PROBLEMS AND TASKS:
a - According to the article on hearing loss, what kind of environment should be chosen for the conversation?
b - Translate this sentence from the article on hearing loss into Spanish: "It’s important to treat hearing loss as soon as possible."
c - Please go on with the article on hearing loss from its final sentence.

== EXCERPT PROVIDED

Encouraging a Loved One to Take a Hearing Test

Encouraging a Loved One to Take a Hearing Test

Encouraging a Loved One to Take a Hearing Test

Clear and open communication is an important part of the relationships we have with loved ones. When someone is living with undiagnosed or untreated hearing loss, it can weigh heavily on social interaction and cause tension and frustration. It may also be difficult to know that hearing loss is to blame. We may mistakenly assume that our loved one is just not listening or uninterested in our conversation.

Asking a few questions can help identify the signs of potential hearing loss. Does your loved one constantly ask people to repeat themselves? Do they listen to the television or radio at extremely high volumes? Do they seem isolated during social gatherings? These could be indicators of hearing loss and should not be ignored.

If you think a friend or relative could be living with hearing loss, you might want to offer help, but keep in mind that it may be a difficult conversation to have because of age-related stereotypes and shame surrounding hearing loss. On the contrary, with over 48 million American living with disabling hearing loss, it is the third most common medical condition of adults 18 and over.

It’s important to treat hearing loss as soon as possible. If you believe that someone you know needs to have their hearing checked, below are some tips to be supportive and encourage them to see a hearing health care professional.

Use Online Research Tools

Before making the trip to a specialist, access the many online tools available regrading hearing loss. There are many studies available that show the detriment to the other areas of life affected by untreated hearing loss: family, career, social life, and mental and physical health. Studies from Johns Hopkins have shown that cognitive abilities are adversely affected and an increased risk for developing dementia are results of untreated hearing loss. More studies still demonstrate the lower wages earned in the workplace and a higher risk for accidents, falls, and hospitalization.

Knowing about some of the complexities associated with hearing loss and having information at the ready are great ways to begin a conversation with a friend or family member.

The Right Time

Hearing loss can be often accompanied by speech recognition impairment. This is one of the ways untreated hearing loss affects communication. Choose a quiet, well-lit environment, as opposed to a crowded cafe or bustling restaurant. Those environments are not conducive to your loved one hearing well.

====
== RAW DATA

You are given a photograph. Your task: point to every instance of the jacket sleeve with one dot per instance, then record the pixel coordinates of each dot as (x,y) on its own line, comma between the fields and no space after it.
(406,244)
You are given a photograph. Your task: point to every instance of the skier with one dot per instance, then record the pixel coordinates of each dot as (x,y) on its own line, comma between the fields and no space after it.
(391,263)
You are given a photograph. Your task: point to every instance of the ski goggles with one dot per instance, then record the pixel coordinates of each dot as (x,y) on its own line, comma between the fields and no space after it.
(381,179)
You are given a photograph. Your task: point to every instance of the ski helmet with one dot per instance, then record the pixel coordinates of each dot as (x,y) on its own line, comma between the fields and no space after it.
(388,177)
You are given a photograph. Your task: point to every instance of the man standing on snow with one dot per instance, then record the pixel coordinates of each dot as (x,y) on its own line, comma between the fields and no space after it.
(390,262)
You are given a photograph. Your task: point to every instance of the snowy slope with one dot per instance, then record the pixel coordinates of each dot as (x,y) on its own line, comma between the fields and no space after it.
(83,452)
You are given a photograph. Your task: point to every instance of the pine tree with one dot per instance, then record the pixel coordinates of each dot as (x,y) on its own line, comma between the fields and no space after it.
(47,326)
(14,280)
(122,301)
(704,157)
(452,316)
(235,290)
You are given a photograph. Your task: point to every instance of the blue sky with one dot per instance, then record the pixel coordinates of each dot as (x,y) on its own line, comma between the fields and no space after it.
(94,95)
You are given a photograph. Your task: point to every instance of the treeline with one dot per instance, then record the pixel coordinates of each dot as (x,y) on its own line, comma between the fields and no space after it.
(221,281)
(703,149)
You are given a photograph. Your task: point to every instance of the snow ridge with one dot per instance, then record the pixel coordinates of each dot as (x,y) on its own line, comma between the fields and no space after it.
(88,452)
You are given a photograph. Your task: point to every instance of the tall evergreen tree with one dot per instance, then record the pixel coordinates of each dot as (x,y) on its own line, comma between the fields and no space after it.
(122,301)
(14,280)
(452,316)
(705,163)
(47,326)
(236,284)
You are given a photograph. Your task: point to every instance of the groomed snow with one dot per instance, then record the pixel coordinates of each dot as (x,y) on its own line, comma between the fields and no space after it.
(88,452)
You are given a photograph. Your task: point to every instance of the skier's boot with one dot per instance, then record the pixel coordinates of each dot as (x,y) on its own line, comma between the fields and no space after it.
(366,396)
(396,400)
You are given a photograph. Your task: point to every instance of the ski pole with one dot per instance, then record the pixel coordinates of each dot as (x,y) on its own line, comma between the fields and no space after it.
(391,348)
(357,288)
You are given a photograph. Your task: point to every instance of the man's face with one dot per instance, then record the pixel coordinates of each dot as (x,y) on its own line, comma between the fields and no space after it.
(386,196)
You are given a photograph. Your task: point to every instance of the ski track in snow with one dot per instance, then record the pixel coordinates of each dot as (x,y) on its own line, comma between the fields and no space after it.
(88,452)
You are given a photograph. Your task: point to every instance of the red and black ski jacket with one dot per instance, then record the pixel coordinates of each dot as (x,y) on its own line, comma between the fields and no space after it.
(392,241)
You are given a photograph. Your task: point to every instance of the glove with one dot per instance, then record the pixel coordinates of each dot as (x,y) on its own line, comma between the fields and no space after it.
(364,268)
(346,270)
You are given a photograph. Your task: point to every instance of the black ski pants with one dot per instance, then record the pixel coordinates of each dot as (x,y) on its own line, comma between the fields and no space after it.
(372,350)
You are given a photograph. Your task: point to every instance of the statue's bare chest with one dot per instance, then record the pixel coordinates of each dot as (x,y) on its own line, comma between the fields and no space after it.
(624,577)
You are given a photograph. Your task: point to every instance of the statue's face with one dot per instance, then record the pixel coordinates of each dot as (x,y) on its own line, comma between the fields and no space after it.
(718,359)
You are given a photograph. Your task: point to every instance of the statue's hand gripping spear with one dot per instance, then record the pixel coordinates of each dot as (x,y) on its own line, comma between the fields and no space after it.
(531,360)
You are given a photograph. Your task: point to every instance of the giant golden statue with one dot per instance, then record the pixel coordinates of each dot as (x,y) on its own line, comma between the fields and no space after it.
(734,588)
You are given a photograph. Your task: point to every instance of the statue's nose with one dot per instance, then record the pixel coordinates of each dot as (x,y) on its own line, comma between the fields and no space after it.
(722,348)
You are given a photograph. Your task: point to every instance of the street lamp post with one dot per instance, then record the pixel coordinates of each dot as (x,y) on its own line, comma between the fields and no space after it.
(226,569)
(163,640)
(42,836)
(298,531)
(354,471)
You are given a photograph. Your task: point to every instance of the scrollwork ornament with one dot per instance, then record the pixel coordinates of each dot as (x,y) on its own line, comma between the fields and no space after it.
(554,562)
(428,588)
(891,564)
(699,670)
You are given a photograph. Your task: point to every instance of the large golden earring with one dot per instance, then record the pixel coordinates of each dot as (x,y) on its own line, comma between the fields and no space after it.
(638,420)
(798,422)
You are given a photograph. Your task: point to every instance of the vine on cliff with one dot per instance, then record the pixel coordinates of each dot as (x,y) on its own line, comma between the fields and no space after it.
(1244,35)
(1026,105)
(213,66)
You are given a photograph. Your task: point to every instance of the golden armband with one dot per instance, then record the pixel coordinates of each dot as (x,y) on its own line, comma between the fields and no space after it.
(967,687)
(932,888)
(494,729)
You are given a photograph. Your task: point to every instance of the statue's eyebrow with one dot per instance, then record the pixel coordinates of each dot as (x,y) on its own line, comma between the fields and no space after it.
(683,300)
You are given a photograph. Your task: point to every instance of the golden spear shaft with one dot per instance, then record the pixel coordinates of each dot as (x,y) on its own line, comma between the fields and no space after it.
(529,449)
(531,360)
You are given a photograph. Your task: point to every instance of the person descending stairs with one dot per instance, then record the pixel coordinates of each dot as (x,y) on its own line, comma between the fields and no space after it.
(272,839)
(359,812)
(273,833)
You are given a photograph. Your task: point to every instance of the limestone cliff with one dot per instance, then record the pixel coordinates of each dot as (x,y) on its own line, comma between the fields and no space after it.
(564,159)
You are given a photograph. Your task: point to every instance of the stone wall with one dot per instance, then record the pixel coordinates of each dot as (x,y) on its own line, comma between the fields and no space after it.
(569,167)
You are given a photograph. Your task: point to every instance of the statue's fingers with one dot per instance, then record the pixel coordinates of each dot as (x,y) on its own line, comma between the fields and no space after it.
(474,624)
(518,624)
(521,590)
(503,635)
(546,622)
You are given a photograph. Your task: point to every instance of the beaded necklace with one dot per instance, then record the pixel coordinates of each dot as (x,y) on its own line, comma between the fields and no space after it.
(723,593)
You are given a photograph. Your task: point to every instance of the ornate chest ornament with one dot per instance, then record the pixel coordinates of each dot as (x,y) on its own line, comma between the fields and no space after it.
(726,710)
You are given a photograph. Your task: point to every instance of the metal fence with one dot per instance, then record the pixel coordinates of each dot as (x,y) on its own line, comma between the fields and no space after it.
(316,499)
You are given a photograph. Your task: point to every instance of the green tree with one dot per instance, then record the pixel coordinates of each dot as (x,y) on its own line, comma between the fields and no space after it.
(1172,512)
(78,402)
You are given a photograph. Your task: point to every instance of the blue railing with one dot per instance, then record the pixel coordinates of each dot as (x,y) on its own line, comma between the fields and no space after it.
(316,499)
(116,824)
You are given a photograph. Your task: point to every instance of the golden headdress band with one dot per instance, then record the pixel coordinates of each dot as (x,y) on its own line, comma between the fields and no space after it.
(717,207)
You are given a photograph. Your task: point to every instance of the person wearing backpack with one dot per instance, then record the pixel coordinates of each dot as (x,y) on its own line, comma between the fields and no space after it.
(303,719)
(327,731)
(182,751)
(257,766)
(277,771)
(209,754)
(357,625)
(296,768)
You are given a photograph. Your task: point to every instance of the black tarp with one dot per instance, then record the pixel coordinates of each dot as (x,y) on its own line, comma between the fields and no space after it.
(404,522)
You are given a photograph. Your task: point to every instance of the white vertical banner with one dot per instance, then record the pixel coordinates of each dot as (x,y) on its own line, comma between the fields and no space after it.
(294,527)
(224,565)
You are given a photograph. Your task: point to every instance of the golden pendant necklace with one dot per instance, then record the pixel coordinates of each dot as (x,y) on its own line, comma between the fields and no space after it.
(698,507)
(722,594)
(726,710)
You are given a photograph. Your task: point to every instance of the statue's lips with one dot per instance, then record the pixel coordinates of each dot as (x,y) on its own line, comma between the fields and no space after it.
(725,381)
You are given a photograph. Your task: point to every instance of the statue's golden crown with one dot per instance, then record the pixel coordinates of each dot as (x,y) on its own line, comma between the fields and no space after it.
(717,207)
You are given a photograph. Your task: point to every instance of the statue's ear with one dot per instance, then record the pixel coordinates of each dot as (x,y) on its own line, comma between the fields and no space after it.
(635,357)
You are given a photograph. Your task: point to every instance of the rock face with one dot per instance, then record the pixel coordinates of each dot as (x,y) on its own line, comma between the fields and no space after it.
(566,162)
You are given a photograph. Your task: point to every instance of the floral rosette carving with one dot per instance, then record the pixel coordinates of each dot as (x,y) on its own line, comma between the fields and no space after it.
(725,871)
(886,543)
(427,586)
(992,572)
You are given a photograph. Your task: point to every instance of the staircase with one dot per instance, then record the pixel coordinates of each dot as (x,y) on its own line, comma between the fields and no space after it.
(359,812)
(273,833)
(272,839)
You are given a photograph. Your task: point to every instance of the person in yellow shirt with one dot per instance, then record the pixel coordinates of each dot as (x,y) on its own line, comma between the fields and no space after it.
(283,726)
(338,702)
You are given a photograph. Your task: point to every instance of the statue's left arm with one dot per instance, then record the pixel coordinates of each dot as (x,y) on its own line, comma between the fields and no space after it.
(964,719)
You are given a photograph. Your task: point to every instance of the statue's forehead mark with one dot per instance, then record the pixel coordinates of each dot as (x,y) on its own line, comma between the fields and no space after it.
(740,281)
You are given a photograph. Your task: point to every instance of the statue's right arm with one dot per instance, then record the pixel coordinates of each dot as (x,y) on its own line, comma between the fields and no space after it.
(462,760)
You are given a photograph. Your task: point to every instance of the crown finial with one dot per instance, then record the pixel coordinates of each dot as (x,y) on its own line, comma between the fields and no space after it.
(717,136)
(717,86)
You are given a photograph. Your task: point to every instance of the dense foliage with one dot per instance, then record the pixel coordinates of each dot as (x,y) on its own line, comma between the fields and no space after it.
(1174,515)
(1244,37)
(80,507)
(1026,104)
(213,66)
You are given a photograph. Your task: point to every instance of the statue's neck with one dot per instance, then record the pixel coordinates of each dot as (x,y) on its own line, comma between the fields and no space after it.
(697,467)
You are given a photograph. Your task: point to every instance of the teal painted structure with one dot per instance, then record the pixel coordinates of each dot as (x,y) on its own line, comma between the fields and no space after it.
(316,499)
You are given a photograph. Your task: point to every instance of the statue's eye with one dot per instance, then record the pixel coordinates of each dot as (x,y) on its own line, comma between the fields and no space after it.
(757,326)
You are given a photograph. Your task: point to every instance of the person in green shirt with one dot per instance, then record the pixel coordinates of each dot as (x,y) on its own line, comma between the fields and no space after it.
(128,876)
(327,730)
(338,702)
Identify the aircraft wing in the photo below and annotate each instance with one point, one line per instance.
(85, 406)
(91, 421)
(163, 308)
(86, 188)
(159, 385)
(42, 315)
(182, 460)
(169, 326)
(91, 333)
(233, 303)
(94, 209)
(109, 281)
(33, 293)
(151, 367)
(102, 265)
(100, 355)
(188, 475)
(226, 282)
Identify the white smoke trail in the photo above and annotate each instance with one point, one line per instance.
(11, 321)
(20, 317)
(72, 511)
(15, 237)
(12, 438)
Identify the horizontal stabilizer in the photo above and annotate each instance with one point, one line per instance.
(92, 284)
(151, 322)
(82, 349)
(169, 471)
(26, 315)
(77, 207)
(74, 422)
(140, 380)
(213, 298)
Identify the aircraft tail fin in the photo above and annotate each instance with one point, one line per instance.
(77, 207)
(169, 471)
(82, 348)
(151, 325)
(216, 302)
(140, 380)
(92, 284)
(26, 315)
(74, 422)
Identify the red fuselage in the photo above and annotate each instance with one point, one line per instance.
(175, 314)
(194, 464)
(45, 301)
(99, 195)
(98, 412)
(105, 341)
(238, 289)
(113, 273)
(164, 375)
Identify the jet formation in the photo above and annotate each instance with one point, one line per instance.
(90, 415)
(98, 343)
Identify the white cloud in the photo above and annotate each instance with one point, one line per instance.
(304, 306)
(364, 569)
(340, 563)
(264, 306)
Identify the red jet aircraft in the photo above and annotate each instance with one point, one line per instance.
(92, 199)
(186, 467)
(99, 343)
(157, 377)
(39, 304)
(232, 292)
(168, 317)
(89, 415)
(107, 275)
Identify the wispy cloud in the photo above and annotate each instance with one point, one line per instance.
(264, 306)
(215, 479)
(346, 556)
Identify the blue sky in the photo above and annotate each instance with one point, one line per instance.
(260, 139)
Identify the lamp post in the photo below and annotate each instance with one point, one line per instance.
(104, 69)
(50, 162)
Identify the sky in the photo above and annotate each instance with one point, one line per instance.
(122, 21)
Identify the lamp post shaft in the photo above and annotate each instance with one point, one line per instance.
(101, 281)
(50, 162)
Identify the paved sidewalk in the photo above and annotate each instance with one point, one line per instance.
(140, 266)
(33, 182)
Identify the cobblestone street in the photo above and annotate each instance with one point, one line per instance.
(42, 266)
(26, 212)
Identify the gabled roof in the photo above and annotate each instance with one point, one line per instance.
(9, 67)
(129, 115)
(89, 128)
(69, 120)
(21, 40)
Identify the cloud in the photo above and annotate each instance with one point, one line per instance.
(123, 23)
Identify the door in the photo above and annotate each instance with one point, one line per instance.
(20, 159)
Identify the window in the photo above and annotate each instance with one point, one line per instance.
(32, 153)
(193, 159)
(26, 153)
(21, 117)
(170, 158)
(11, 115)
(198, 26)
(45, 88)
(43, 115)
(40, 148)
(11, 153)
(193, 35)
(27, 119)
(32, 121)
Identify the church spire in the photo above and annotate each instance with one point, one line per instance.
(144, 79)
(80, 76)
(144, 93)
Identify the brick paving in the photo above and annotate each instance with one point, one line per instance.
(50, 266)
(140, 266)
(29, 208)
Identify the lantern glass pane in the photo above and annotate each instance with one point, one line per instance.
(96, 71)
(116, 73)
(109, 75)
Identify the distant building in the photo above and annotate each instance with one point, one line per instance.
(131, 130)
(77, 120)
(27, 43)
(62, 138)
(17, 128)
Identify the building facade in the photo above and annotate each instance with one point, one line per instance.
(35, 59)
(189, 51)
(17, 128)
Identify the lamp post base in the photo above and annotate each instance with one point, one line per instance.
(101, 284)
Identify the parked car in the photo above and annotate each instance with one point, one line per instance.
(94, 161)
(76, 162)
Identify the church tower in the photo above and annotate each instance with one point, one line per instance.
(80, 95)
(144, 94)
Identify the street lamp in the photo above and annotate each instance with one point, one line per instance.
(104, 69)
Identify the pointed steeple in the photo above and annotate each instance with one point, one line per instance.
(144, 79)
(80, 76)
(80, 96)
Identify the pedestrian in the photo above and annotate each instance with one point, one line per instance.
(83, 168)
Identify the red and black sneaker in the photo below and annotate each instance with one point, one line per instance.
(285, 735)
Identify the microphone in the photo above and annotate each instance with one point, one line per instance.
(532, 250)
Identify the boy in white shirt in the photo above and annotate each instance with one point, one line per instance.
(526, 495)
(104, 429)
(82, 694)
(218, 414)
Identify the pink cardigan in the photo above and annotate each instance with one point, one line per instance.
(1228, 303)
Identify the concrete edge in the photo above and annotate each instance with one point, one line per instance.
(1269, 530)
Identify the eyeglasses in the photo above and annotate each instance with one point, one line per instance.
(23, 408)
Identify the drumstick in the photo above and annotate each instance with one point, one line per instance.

====

PER-TASK OUTPUTS:
a - A quiet, well-lit environment.

b - Es importante tratar la pérdida auditiva lo antes posible.

c -
While you’re talking, sit facing your loved one in case they need to read your lips. Think about small ways in which you can accommodate their hearing loss. It goes a long way toward effective communication and relieves any anxiety they may have about asking for those accommodations themselves.


The other part of your job is to listen. Listen without interrupting and support them as they share their experience, which might be emotional, difficult, or frightening for them. Ask open-ended questions give them space to share how they have been adjusting to this change.

Encourage Them to Get Their Hearing Tested

A feeling of isolation can often accompany hearing loss. Your loved one will greatly appreciate your support during their journey to better hearing health.

First, schedule an appointment for a hearing test. A hearing test will provide your loved one thorough information on their hearing abilities and determine if a hearing loss exists. There are many online outlets available to find a hearing health professional near you. Many of these sites also have tests your loved ones can administer themselves before making an appointment. A trained professional is the only way to get an official examination of each ear’s hearing ability. At Absolute Hearing Care Center, we can provide a thorough diagnosis of your results. Afterwards, we can recommend the next steps that will best suit your needs. Hearing aids and cochlear implants are common recommendations.

Show your continued support by volunteering to take the online hearing test with your loved one and accompany them to their appointment. Your very presence could ease any anxiety about visiting a hearing professional, being examined, and receiving results. It may even boost their confidence enough to ask questions and build a trusting relationship with their hearing health care professional.